• **Given task**:
Starting with the line that contains "Annotate any visible bollard." and going on through the end of the listing below, recast those lines as a JSON list of strings, one string per line, with blank lines dropped. Leave the pictures out of your answer.

• **The records**:
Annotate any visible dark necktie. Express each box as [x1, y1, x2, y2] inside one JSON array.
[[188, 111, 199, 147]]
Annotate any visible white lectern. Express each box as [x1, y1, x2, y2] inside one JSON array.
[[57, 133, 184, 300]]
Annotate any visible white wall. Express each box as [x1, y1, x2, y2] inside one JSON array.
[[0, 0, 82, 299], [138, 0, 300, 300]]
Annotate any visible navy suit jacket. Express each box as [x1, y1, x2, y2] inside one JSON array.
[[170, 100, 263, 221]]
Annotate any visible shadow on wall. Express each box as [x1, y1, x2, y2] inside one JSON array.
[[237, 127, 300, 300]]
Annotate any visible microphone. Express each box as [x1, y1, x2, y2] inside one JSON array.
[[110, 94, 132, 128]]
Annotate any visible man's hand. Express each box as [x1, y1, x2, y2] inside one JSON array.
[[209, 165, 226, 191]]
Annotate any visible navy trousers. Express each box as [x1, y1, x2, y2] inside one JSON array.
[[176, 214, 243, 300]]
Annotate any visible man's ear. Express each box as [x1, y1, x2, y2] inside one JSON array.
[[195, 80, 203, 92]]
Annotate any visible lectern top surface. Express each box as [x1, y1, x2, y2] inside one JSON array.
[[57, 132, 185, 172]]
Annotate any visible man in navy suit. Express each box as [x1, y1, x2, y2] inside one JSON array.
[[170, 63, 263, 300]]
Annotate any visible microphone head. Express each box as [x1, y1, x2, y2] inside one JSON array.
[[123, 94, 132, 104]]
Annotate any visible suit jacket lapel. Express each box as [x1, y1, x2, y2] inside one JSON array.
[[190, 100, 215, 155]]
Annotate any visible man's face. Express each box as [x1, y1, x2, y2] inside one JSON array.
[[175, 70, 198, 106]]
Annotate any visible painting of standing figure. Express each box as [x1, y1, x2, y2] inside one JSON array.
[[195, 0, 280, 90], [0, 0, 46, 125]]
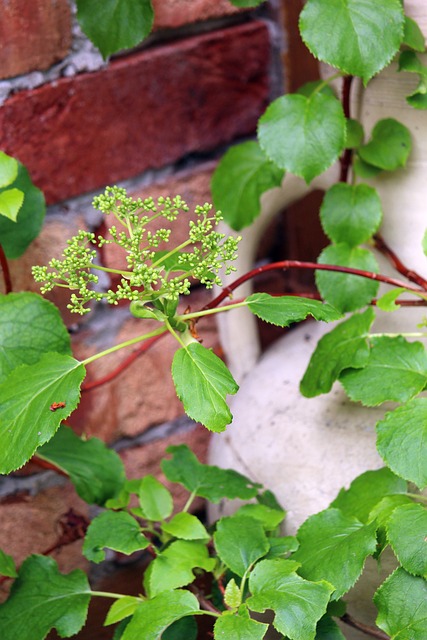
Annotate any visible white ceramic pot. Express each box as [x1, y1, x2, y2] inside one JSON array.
[[210, 6, 427, 640]]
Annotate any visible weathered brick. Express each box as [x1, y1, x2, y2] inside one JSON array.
[[0, 21, 269, 203], [0, 0, 71, 78], [153, 0, 239, 29]]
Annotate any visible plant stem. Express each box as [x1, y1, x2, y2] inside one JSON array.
[[0, 244, 12, 294], [340, 613, 390, 640], [81, 326, 167, 366]]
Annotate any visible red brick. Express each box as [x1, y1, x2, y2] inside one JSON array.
[[0, 0, 71, 78], [153, 0, 239, 29], [0, 21, 269, 203]]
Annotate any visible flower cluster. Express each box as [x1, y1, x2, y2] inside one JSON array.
[[33, 187, 240, 314]]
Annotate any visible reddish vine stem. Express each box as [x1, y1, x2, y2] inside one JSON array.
[[340, 613, 390, 640], [374, 233, 427, 291], [340, 76, 353, 182], [0, 244, 12, 293], [82, 333, 168, 392], [202, 260, 425, 311]]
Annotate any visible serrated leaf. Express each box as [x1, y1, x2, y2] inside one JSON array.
[[316, 243, 379, 313], [37, 425, 125, 506], [161, 445, 261, 503], [376, 398, 427, 489], [77, 0, 154, 58], [387, 504, 427, 578], [377, 287, 406, 312], [258, 92, 346, 183], [0, 189, 24, 222], [144, 540, 216, 598], [0, 292, 71, 382], [320, 182, 382, 247], [292, 509, 377, 599], [172, 342, 239, 431], [0, 151, 18, 188], [235, 504, 286, 531], [299, 0, 405, 85], [104, 596, 141, 626], [0, 163, 46, 260], [0, 549, 18, 578], [246, 559, 333, 640], [139, 475, 173, 522], [300, 308, 375, 398], [211, 141, 284, 231], [122, 590, 199, 640], [214, 612, 268, 640], [83, 511, 150, 563], [162, 512, 210, 540], [340, 336, 427, 407], [374, 569, 427, 640], [0, 353, 86, 473], [358, 118, 412, 171], [402, 16, 426, 53], [246, 293, 342, 327], [330, 467, 407, 522], [0, 555, 91, 640], [214, 515, 269, 576]]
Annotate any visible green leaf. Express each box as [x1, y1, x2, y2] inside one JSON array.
[[377, 398, 427, 489], [345, 118, 365, 149], [292, 509, 377, 599], [0, 556, 90, 640], [0, 353, 86, 473], [377, 287, 406, 312], [402, 16, 426, 53], [0, 549, 18, 578], [122, 590, 199, 640], [340, 336, 427, 407], [330, 467, 407, 523], [246, 559, 333, 640], [104, 596, 141, 626], [316, 244, 379, 313], [211, 141, 284, 231], [320, 182, 382, 247], [139, 475, 173, 522], [0, 151, 18, 188], [387, 504, 427, 578], [214, 515, 270, 576], [162, 512, 210, 540], [0, 292, 71, 382], [214, 612, 268, 640], [37, 425, 125, 506], [83, 511, 150, 563], [161, 444, 261, 503], [374, 569, 427, 640], [359, 118, 412, 171], [246, 293, 342, 327], [235, 504, 286, 531], [0, 163, 46, 260], [300, 0, 405, 85], [0, 189, 24, 222], [144, 540, 216, 598], [172, 342, 239, 431], [300, 308, 375, 398], [77, 0, 154, 58], [258, 93, 346, 183]]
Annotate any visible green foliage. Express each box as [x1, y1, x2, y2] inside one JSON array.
[[258, 91, 346, 183], [211, 141, 284, 231], [300, 0, 405, 84], [77, 0, 154, 58]]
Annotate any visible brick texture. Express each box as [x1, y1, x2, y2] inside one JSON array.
[[0, 0, 71, 78], [0, 21, 269, 203]]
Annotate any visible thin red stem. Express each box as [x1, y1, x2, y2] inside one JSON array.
[[0, 244, 12, 293]]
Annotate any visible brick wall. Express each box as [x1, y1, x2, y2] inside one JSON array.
[[0, 0, 288, 592]]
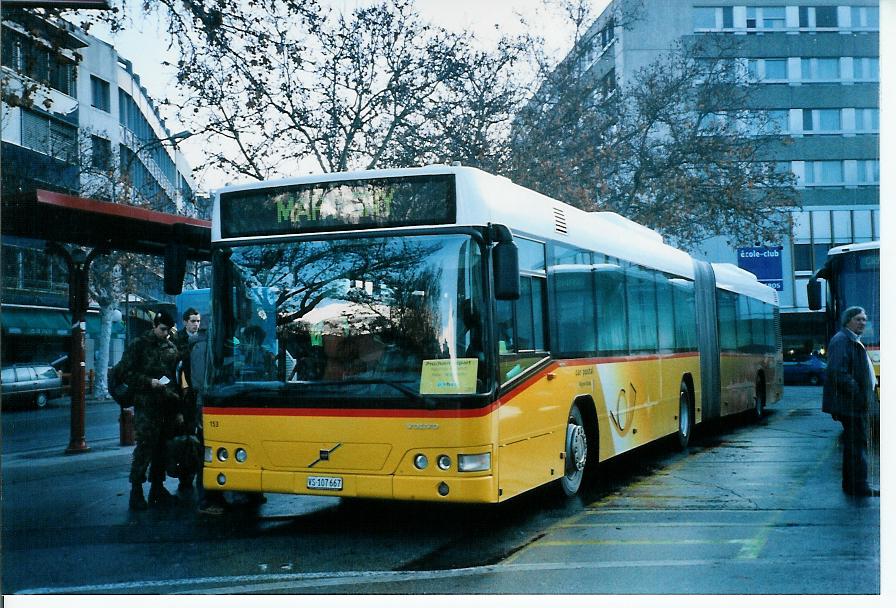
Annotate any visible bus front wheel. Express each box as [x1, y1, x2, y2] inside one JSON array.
[[560, 404, 588, 496]]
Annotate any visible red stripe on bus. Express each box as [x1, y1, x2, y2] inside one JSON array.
[[202, 352, 697, 418]]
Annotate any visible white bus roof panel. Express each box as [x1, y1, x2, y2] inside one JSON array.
[[212, 165, 777, 292]]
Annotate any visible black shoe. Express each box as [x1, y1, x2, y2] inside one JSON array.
[[128, 485, 149, 511], [149, 484, 177, 507]]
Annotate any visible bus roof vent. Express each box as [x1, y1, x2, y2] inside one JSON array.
[[554, 207, 567, 234]]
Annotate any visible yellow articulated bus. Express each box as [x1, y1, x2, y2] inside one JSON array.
[[203, 166, 782, 503]]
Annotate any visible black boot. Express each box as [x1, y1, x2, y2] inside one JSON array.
[[149, 482, 177, 507], [128, 483, 148, 511]]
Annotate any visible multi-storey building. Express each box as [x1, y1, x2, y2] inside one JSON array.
[[556, 0, 880, 349], [0, 8, 194, 366]]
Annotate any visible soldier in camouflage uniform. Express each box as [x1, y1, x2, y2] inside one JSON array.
[[122, 312, 182, 510]]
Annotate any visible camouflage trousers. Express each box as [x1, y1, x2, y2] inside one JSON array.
[[128, 401, 167, 484]]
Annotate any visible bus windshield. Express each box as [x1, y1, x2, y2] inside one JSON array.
[[833, 249, 880, 346], [208, 235, 487, 407]]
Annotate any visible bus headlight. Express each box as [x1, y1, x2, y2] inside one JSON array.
[[457, 452, 492, 473]]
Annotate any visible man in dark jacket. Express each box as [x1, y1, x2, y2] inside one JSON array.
[[173, 307, 202, 495], [821, 306, 880, 496], [122, 312, 183, 510]]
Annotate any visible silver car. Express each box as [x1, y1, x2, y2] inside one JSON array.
[[0, 363, 65, 408]]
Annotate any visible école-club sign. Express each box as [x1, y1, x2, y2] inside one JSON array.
[[737, 247, 784, 291]]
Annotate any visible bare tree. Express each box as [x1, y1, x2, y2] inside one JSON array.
[[510, 3, 798, 246]]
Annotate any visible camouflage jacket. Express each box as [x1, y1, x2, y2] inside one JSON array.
[[122, 330, 178, 405]]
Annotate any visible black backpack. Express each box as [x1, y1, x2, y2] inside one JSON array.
[[106, 359, 134, 407]]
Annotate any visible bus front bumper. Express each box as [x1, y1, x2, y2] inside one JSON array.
[[202, 467, 500, 503]]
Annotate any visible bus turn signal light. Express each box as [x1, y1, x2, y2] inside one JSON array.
[[457, 452, 492, 473]]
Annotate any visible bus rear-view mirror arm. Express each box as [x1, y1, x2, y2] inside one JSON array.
[[490, 224, 520, 300]]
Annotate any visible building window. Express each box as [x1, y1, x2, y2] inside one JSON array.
[[803, 109, 841, 133], [762, 6, 787, 30], [856, 160, 880, 185], [852, 57, 880, 82], [856, 108, 880, 133], [694, 6, 718, 30], [90, 75, 112, 112], [801, 57, 840, 81], [805, 160, 843, 186], [722, 6, 734, 30], [90, 135, 112, 171], [22, 108, 78, 163], [747, 6, 787, 30], [600, 69, 616, 99], [768, 110, 790, 135], [815, 6, 837, 29], [850, 6, 880, 30], [2, 28, 75, 97], [799, 6, 837, 29], [600, 19, 616, 49], [747, 59, 787, 82]]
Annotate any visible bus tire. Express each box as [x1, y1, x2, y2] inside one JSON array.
[[560, 403, 588, 497], [675, 380, 694, 450], [753, 374, 766, 420]]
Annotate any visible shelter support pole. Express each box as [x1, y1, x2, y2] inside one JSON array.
[[47, 243, 105, 454]]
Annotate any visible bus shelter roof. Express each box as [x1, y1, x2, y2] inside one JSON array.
[[2, 190, 211, 261]]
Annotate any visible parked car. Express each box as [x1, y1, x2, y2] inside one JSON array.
[[784, 354, 828, 386], [0, 363, 64, 408]]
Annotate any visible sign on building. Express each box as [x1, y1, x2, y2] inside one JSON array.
[[737, 247, 784, 291]]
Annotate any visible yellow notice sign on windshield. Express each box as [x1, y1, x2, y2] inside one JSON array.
[[420, 359, 479, 395]]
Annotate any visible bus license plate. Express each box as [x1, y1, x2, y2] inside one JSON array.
[[306, 477, 342, 491]]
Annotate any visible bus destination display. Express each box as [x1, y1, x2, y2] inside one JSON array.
[[221, 175, 456, 238]]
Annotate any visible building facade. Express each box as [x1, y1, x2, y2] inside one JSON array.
[[564, 0, 880, 351], [0, 8, 194, 367]]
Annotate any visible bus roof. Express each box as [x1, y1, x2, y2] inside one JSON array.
[[212, 165, 777, 303], [828, 241, 880, 256]]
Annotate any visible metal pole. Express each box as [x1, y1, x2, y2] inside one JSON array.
[[47, 243, 105, 454]]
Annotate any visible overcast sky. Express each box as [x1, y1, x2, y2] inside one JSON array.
[[84, 0, 609, 189]]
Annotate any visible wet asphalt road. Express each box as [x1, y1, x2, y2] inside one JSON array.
[[2, 387, 880, 594]]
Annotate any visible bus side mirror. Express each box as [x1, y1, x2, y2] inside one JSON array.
[[806, 277, 821, 310], [164, 243, 187, 296], [492, 226, 520, 300], [164, 224, 187, 296]]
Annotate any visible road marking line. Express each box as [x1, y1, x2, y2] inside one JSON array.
[[13, 556, 868, 595]]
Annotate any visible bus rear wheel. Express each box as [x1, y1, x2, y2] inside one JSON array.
[[560, 404, 588, 496], [676, 382, 694, 450]]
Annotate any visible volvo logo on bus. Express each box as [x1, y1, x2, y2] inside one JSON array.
[[308, 443, 342, 469]]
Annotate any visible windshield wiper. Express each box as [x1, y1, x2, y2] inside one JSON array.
[[300, 378, 436, 409]]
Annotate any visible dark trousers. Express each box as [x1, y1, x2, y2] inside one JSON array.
[[840, 415, 869, 493]]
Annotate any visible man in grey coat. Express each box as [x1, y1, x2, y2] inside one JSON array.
[[821, 306, 880, 496]]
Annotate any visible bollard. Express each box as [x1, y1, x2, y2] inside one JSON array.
[[118, 408, 137, 445]]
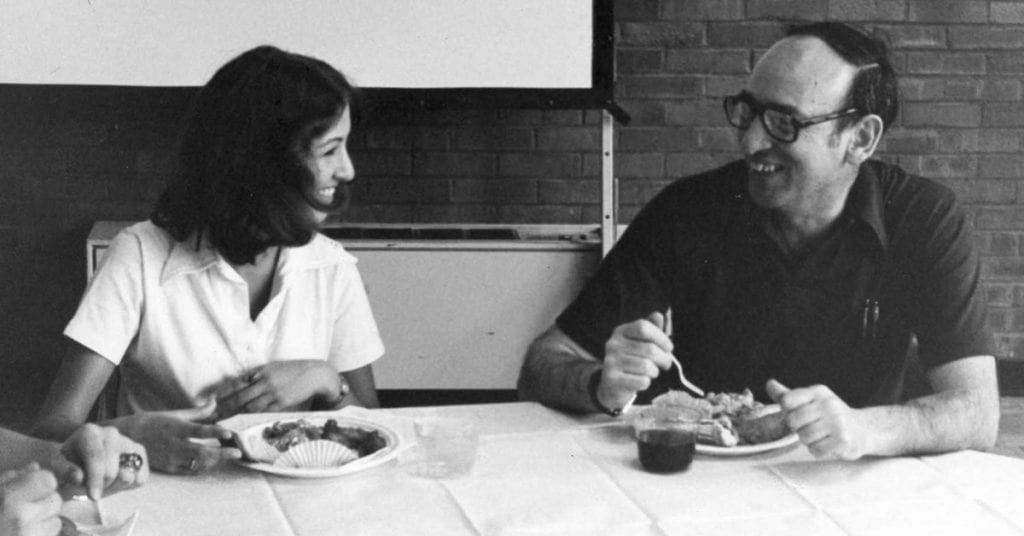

• **Exercise answer**:
[
  "Annotate any visible bollard. Express each box as [x1, y1, x2, y2] inside one JSON array.",
  "[[118, 408, 137, 445]]"
]